Task:
Copy the following lines out verbatim.

Records supplied:
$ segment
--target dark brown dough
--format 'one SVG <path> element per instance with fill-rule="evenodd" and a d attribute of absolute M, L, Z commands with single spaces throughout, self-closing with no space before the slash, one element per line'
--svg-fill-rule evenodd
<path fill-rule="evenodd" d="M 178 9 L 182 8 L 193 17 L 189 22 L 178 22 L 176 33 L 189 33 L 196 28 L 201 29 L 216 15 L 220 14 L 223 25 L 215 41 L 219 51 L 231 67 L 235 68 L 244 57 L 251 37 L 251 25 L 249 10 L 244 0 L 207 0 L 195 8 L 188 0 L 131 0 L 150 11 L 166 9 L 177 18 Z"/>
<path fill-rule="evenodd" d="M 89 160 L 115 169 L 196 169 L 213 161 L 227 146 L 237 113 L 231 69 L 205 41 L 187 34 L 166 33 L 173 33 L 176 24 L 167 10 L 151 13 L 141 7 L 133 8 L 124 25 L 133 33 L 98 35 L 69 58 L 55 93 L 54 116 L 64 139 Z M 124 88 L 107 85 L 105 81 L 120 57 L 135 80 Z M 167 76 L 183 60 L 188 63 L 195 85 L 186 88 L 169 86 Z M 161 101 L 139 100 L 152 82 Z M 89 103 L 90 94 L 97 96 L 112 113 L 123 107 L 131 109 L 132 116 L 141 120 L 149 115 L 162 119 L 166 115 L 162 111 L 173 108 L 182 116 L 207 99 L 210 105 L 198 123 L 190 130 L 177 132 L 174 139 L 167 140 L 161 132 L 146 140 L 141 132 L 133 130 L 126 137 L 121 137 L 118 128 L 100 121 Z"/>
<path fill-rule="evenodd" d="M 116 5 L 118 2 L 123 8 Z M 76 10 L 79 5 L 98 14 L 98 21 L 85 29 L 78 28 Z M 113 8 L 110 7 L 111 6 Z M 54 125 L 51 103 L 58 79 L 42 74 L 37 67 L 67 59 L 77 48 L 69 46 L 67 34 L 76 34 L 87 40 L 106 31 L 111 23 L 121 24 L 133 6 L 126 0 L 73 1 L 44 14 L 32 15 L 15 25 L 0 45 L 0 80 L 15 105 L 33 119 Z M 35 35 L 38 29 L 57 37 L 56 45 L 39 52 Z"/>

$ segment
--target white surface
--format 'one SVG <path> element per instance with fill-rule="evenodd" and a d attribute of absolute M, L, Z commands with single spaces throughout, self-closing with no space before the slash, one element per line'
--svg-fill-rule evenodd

Written answer:
$ segment
--target dark brown dough
--format 'one SVG <path> element per instance with fill-rule="evenodd" and a d attribute of absolute M, L, Z commands with single spaces throughout, self-closing with no space before the slash, one element per line'
--svg-fill-rule evenodd
<path fill-rule="evenodd" d="M 178 9 L 182 8 L 193 17 L 189 22 L 178 22 L 176 33 L 189 33 L 196 28 L 201 29 L 216 15 L 220 14 L 223 25 L 215 41 L 219 51 L 231 67 L 235 68 L 244 57 L 251 37 L 251 25 L 249 10 L 244 0 L 207 0 L 195 8 L 188 0 L 131 0 L 150 11 L 166 9 L 177 18 Z"/>
<path fill-rule="evenodd" d="M 89 160 L 115 169 L 196 169 L 213 161 L 227 146 L 237 113 L 231 69 L 205 41 L 187 34 L 166 33 L 173 33 L 176 24 L 167 10 L 151 13 L 141 7 L 133 8 L 124 25 L 133 33 L 98 35 L 69 58 L 55 93 L 54 116 L 64 139 Z M 124 88 L 107 85 L 105 81 L 120 57 L 135 80 Z M 167 76 L 183 60 L 188 63 L 195 85 L 186 88 L 169 86 Z M 161 101 L 139 100 L 152 82 Z M 89 103 L 90 94 L 97 96 L 112 113 L 123 107 L 131 109 L 132 116 L 141 120 L 149 115 L 162 119 L 166 115 L 162 111 L 173 108 L 182 116 L 207 99 L 210 105 L 198 123 L 190 130 L 177 132 L 174 139 L 167 140 L 161 132 L 146 140 L 141 132 L 133 130 L 126 137 L 121 137 L 118 128 L 100 121 Z"/>
<path fill-rule="evenodd" d="M 116 5 L 118 2 L 123 8 Z M 76 10 L 79 5 L 98 14 L 98 21 L 85 29 L 78 28 Z M 113 8 L 110 7 L 111 6 Z M 54 125 L 51 103 L 58 79 L 42 74 L 37 67 L 67 59 L 77 48 L 69 46 L 67 34 L 76 34 L 87 40 L 106 31 L 111 23 L 121 24 L 133 6 L 126 0 L 73 1 L 44 14 L 32 15 L 15 25 L 0 45 L 0 80 L 15 105 L 33 119 Z M 35 35 L 38 29 L 57 37 L 56 45 L 39 52 Z"/>

$ segment
--target white surface
--format 'one SVG <path> element per instance with fill-rule="evenodd" and a d attribute of absolute M, L, Z commands with single spaces throughout, self-closing with no space before the slash, one element per line'
--svg-fill-rule evenodd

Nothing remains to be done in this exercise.